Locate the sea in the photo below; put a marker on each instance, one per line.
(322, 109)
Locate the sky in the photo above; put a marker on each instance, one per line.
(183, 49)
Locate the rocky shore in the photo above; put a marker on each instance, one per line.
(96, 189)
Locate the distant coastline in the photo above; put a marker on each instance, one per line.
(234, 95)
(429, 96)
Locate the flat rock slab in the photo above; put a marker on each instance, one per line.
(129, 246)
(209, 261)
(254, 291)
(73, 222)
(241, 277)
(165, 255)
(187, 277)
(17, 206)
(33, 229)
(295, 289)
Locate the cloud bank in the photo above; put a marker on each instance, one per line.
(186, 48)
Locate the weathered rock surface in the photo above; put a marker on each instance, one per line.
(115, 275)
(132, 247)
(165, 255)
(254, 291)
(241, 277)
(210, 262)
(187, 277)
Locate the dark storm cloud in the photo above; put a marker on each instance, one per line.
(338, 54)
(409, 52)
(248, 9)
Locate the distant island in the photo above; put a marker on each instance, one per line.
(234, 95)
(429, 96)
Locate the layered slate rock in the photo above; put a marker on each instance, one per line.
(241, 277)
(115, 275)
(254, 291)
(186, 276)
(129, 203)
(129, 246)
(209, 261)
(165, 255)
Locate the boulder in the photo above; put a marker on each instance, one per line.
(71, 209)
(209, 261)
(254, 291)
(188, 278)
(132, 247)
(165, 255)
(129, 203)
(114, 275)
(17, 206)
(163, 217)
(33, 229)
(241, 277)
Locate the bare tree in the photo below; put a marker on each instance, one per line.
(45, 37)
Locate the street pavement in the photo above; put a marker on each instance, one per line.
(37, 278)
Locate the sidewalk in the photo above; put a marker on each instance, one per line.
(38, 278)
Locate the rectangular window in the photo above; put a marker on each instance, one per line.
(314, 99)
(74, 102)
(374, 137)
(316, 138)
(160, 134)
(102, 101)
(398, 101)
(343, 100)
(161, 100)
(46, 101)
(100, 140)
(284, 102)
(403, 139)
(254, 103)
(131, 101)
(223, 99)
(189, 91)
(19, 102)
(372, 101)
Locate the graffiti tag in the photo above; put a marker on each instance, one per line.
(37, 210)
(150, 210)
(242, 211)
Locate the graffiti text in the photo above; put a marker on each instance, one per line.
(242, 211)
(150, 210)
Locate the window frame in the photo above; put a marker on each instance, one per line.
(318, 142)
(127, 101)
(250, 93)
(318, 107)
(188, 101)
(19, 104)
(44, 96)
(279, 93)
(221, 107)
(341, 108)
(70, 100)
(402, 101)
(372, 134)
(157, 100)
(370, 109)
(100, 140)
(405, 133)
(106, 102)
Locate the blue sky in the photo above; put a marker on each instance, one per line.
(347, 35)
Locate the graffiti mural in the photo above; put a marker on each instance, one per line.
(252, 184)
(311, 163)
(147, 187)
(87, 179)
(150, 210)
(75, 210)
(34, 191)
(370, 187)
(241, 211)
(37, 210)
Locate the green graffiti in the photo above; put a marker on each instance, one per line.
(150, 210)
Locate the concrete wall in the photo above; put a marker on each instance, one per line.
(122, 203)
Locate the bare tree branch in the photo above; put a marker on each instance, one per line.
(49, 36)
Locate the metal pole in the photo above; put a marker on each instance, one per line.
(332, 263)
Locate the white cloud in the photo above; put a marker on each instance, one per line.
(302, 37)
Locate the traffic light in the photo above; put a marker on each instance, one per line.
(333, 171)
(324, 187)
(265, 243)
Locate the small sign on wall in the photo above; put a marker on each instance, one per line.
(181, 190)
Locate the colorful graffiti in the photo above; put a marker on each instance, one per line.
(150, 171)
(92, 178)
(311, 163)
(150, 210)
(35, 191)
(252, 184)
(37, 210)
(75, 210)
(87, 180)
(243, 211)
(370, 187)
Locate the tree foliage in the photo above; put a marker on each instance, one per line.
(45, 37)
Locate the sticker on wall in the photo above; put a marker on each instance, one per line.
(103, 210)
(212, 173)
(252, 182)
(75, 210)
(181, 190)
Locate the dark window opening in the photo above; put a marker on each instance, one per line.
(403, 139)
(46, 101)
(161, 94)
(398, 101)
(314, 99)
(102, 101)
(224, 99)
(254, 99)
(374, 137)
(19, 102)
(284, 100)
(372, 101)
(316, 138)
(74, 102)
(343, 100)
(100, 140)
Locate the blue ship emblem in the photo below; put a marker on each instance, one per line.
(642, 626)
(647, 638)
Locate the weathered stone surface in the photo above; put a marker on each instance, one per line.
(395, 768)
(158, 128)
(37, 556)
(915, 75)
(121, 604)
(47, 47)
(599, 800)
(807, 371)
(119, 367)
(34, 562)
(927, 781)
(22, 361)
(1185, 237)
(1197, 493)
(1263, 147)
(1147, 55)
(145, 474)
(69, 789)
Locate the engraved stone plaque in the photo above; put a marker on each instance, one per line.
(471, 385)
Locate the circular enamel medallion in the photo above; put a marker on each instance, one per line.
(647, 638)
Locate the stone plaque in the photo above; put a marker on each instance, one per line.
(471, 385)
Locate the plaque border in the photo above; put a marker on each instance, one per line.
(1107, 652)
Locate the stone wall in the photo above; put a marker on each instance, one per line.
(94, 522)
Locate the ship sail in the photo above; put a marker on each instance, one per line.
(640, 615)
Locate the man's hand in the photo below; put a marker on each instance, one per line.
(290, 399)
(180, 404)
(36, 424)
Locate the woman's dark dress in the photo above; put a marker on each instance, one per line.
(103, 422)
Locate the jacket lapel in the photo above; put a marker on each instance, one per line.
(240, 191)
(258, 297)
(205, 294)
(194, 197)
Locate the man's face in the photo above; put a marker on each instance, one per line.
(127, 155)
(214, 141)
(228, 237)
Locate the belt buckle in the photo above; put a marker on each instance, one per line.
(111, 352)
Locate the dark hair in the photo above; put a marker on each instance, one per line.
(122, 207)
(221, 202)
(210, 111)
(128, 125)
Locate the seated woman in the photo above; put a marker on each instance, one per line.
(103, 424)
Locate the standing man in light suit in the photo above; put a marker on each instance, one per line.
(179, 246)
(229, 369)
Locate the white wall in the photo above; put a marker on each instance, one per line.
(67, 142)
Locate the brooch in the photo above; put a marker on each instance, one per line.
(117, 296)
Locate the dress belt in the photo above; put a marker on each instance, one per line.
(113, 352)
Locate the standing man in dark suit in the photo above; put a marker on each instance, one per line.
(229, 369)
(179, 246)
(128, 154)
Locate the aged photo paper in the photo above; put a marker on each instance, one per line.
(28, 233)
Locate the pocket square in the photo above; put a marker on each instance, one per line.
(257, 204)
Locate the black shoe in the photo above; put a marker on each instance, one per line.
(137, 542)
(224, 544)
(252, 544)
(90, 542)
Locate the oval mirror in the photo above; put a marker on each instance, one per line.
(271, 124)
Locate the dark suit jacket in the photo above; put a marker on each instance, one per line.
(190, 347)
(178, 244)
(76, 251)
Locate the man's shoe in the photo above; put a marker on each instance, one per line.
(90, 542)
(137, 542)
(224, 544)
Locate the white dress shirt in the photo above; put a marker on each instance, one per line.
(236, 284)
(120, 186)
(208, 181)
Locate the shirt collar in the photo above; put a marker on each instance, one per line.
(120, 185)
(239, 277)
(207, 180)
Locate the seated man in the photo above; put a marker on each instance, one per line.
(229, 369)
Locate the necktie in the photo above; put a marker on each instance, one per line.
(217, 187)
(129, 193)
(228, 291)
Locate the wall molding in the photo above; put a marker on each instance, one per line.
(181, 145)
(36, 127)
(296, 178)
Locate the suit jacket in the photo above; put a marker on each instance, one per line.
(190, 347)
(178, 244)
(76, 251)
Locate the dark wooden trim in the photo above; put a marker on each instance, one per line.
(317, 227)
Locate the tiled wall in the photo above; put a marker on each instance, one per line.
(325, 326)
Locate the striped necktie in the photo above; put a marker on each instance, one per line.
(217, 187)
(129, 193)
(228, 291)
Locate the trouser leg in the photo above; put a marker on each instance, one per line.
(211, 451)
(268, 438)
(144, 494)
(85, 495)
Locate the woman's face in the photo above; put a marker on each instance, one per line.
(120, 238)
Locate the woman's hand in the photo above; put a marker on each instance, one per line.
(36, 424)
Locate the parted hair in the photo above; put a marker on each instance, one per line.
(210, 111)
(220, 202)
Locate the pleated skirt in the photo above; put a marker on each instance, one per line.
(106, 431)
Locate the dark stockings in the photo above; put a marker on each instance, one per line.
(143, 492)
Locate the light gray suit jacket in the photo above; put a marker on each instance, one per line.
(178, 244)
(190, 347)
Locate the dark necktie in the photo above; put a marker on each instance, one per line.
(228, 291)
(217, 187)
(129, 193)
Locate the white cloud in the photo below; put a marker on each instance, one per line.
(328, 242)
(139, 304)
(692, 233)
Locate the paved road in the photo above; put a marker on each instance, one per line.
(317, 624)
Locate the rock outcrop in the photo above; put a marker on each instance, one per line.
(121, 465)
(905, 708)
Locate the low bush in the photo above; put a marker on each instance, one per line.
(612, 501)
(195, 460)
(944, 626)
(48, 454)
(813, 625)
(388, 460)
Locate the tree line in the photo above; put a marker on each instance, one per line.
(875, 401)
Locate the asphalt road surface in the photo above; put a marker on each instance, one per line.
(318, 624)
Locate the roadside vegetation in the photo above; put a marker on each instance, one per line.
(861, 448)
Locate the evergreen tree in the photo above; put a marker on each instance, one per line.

▶ DESCRIPTION OF THE TASK: Copy each line, exactly, that falls between the line containing "Locate the low" and the end of the entries, both included.

▶ RESULT FOR THIS EXERCISE:
Locate the low bush in the photo above; put a marker on each instance, one per line.
(612, 501)
(195, 460)
(944, 626)
(48, 454)
(813, 625)
(388, 460)
Locate the tree line in the photo above; put a marker on each instance, one per line.
(875, 401)
Locate the asphalt road surface in the photo above; put a marker on each instance, one per line.
(318, 624)
Locate the roadside vegetation in the photo above; put a marker on each instance, one per line.
(861, 448)
Locate the evergreen tree in the photo above; put a marker on each instance, one per line.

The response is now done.